Page tree

Skip to end of metadata
Go to start of metadata

This topic explains how to configure and apply the DB tool in SOAtest and Virtualize. This tool allows you to query databases for validating SQL statements with SOAtest.

Sections include:

Understanding the DB Tool

This tool sends an inquiry to the database you specify, and the results from the query will be returned. SOAtest and/or Virtualize formats the results into XML; this allows XML based tools (XML Data Bank, XSLT Tool, etc.) to be chained to the output.

The DB tool can be used to call stored procedures (e.g., using PL./SQL) as described in Support for PL/SQL and Stored Procedures.

A Traffic Viewer is automatically attached to each DB tool. It lets you see the end result of the query that was sent to the server (taking into consideration parameterizations, variables, and so forth). In the response, JDBC-related objects are shown. 

Configuring the DB Tool

The following options can be configured in the DB tool:

General

  • Data Source: Specifies the Data Source to be used for providing values. This menu is only available if a Data Source was added to the test or Action suite.

Connection Tab

There are several options for connecting the tool to the database. By default, you can configure a local connection using a file or by specifying the database driver settings.

--------------------------------------------------

▶ _Brief 1_
Answer these questions from the DB tool text:
(a) What format do SOAtest and/or Virtualize put the query results into?
(b) What is automatically attached to each DB tool?
(c) When is the Data Source menu available?
▶ _Brief 2_
Decide whether each statement agrees with the DB tool text. Answer yes or no and quote the words that settle it.
(a) The DB tool can be used to call stored procedures.
(b) A Traffic Viewer has to be attached to each DB tool by hand.
(c) By default, a local connection can be configured only by using a file.
▶ _Brief 3_
Pick up the DB tool text from its final sentence and keep it going.

▶ _Supplied material_

--------------------------------------------------

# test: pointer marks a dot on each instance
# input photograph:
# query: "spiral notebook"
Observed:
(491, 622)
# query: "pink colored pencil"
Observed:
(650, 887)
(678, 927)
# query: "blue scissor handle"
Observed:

--------------------------------------------------

▶ _Expected output 1_
(a) XML.
(b) A Traffic Viewer.
(c) Only if a Data Source was added to the test or Action suite.

▶ _Expected output 2_
(a) Yes: "The DB tool can be used to call stored procedures"
(b) No: "A Traffic Viewer is automatically attached to each DB tool."
(c) No: "By default, you can configure a local connection using a file or by specifying the database driver settings."

▶ _Expected output 3_
Enable the File option and browse for the connection configuration file in your file system or workspace.

Enable the Local option and specify the DriverURLUsername, and Password of the database to be queried. For more information on configuring database connection settings, see  Database Configuration Parameters in SOAtest or Database Configuration Parameters in Virtualize.

You can also enable the Close connection option to close the connection if you are querying the database once and do not need to wait for another command. Do not enable this option when you plan to connect multiple DB tools to the same DB so that all tools can share a connection. Sharing the connection improves resource efficiency, as opposed to using resources on a new connection for each DB tool.

If your test suite has a Database Account shared property, you can connect  Use Local Settings,Use Shared Property, or Use Both. These options enable you to use only settings within the corresponding DB tool, settings from a shared global database account (global database settings that you added to the test suite as a Global Property), or both. For more information on how to define shared properties and export them to a file, see Global Database Account Properties in SOAtest or Adding Global Properties in Virtualize.

Remember to check the Traffic tool connection ID

The Traffic tool shows a connection ID. Checking this ID  will help you ensure that your DB tools are using the same connection.

SQL Query Tab

  • SQL Query: Allows you to specify either a Fixed or Parameterized SQL statement.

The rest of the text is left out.